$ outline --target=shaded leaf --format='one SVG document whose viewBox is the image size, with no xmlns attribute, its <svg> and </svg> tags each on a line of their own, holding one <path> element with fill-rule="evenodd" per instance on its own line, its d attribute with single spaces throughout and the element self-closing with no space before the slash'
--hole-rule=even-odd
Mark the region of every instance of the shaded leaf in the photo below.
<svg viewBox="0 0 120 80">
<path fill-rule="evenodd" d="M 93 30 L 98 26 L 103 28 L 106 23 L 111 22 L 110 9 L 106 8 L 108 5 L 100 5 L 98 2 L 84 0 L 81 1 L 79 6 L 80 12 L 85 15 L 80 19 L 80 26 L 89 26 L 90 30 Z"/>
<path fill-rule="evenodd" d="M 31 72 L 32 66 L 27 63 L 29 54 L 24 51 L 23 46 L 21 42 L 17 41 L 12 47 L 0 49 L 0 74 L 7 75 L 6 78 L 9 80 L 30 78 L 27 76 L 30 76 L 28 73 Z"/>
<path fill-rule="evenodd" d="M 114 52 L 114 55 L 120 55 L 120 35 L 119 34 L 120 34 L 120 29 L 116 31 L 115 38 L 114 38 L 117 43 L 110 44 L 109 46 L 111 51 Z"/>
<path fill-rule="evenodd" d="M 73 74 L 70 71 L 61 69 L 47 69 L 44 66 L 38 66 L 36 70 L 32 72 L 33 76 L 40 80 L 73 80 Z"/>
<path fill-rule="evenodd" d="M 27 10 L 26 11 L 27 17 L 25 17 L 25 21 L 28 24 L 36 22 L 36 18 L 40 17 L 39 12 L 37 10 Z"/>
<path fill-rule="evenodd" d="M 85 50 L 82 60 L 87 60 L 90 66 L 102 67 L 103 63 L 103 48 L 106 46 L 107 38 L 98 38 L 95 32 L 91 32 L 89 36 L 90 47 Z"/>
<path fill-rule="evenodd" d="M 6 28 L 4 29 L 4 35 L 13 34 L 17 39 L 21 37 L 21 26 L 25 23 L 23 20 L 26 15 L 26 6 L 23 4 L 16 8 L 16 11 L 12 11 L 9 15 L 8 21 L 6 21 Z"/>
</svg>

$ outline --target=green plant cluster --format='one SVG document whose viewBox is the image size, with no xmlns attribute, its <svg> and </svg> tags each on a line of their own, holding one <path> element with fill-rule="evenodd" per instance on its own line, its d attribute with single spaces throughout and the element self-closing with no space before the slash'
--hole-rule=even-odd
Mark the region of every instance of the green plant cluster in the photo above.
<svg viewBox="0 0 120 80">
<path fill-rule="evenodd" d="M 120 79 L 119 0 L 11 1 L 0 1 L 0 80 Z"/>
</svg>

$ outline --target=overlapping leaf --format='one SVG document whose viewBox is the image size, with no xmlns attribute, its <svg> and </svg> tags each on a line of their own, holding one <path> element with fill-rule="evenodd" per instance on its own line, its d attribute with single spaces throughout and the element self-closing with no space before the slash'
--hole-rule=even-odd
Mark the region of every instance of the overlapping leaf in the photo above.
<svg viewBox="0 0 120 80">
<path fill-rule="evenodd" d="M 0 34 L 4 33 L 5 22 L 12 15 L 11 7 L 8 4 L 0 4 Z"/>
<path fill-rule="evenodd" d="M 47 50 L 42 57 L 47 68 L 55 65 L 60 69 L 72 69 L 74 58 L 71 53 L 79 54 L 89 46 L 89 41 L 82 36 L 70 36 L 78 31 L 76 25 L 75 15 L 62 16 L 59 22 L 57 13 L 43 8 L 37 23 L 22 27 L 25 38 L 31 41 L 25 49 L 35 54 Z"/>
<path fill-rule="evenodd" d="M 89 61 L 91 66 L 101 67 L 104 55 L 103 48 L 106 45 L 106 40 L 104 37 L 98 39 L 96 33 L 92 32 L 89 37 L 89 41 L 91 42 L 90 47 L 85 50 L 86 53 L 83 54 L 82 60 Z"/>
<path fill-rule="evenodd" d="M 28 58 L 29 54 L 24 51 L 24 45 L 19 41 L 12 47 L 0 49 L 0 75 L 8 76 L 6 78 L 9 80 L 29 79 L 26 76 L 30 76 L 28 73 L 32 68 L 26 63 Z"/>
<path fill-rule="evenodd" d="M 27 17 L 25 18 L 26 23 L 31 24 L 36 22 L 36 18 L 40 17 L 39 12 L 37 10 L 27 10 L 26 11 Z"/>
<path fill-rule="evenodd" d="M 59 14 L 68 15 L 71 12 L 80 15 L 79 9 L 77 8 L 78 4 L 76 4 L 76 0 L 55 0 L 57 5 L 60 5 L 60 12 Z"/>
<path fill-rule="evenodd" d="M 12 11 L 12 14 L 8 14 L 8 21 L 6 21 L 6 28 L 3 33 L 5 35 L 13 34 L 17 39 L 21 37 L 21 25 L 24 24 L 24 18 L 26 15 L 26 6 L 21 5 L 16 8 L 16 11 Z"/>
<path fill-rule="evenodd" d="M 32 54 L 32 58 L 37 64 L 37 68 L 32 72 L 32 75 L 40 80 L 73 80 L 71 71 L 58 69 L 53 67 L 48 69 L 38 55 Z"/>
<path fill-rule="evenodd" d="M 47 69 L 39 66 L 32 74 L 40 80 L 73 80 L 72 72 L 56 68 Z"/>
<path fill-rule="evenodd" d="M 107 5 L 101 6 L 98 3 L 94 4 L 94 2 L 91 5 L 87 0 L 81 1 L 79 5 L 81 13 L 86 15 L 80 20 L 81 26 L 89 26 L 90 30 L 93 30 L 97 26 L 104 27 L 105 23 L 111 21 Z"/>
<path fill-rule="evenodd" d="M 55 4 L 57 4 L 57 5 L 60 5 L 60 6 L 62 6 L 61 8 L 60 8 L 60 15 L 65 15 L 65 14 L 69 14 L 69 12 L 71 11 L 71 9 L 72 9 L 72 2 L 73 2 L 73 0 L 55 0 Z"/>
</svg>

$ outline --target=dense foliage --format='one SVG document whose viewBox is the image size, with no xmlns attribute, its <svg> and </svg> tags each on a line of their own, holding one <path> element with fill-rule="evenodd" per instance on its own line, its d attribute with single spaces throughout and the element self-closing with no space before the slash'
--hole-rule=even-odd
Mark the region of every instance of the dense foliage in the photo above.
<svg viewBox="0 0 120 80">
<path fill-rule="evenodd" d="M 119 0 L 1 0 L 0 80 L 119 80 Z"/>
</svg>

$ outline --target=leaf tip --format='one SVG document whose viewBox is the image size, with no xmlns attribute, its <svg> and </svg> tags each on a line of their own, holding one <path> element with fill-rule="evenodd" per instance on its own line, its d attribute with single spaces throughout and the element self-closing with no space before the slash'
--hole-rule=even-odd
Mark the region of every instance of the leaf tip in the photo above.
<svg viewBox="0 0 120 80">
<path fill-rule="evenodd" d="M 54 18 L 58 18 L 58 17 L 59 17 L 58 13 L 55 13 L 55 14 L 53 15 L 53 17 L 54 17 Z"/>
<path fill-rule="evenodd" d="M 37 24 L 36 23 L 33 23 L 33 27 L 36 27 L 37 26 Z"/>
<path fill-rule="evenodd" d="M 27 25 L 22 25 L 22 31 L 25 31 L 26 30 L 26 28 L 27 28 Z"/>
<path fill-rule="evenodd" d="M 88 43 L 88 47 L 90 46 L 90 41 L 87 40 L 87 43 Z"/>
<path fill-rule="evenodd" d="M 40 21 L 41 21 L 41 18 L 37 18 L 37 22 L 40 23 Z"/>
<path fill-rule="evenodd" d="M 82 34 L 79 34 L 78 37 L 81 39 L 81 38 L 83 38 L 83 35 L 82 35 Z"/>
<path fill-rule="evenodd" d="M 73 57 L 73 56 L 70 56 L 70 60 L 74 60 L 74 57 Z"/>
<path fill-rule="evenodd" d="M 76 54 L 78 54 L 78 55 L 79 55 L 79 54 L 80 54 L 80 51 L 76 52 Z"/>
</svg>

* _Your task_
In the records above, return only the line that contains "outline --target=dense foliage" and every line after it through the last, exactly as they appear.

* _Solution_
$ outline --target=dense foliage --format='one SVG document whose viewBox is the image size, with no xmlns attribute, its <svg> and </svg> tags each on a line of their own, holding one <path> element with fill-rule="evenodd" per instance on its own line, its d attribute with single spaces throughout and the element self-closing with no space before the slash'
--hole-rule=even-odd
Mark the region of every instance of the dense foliage in the photo above.
<svg viewBox="0 0 120 80">
<path fill-rule="evenodd" d="M 119 0 L 1 0 L 0 80 L 119 80 Z"/>
</svg>

$ outline --target=leaf tip --format='one SVG document whose viewBox is the image size, with no xmlns attribute, its <svg> and </svg> tags each on a line of their own, holding one <path> element with fill-rule="evenodd" per instance on its own line, its d attribute with single spaces throughout and the element self-closing with no space before the slash'
--hole-rule=even-odd
Mark the region of every instance of the leaf tip in the photo above.
<svg viewBox="0 0 120 80">
<path fill-rule="evenodd" d="M 54 18 L 58 18 L 58 17 L 59 17 L 58 13 L 55 13 L 55 14 L 53 15 L 53 17 L 54 17 Z"/>
<path fill-rule="evenodd" d="M 37 24 L 36 23 L 33 23 L 33 27 L 36 27 L 37 26 Z"/>
<path fill-rule="evenodd" d="M 27 25 L 22 25 L 22 31 L 25 31 L 26 30 L 26 28 L 27 28 Z"/>
<path fill-rule="evenodd" d="M 88 43 L 88 47 L 90 46 L 90 41 L 87 40 L 87 43 Z"/>
<path fill-rule="evenodd" d="M 40 21 L 41 21 L 41 18 L 37 18 L 37 22 L 40 23 Z"/>
<path fill-rule="evenodd" d="M 82 34 L 79 34 L 78 37 L 81 39 L 81 38 L 83 38 L 83 35 L 82 35 Z"/>
<path fill-rule="evenodd" d="M 73 57 L 73 56 L 70 56 L 70 60 L 74 60 L 74 57 Z"/>
<path fill-rule="evenodd" d="M 76 54 L 78 54 L 78 55 L 79 55 L 79 54 L 80 54 L 80 51 L 76 52 Z"/>
</svg>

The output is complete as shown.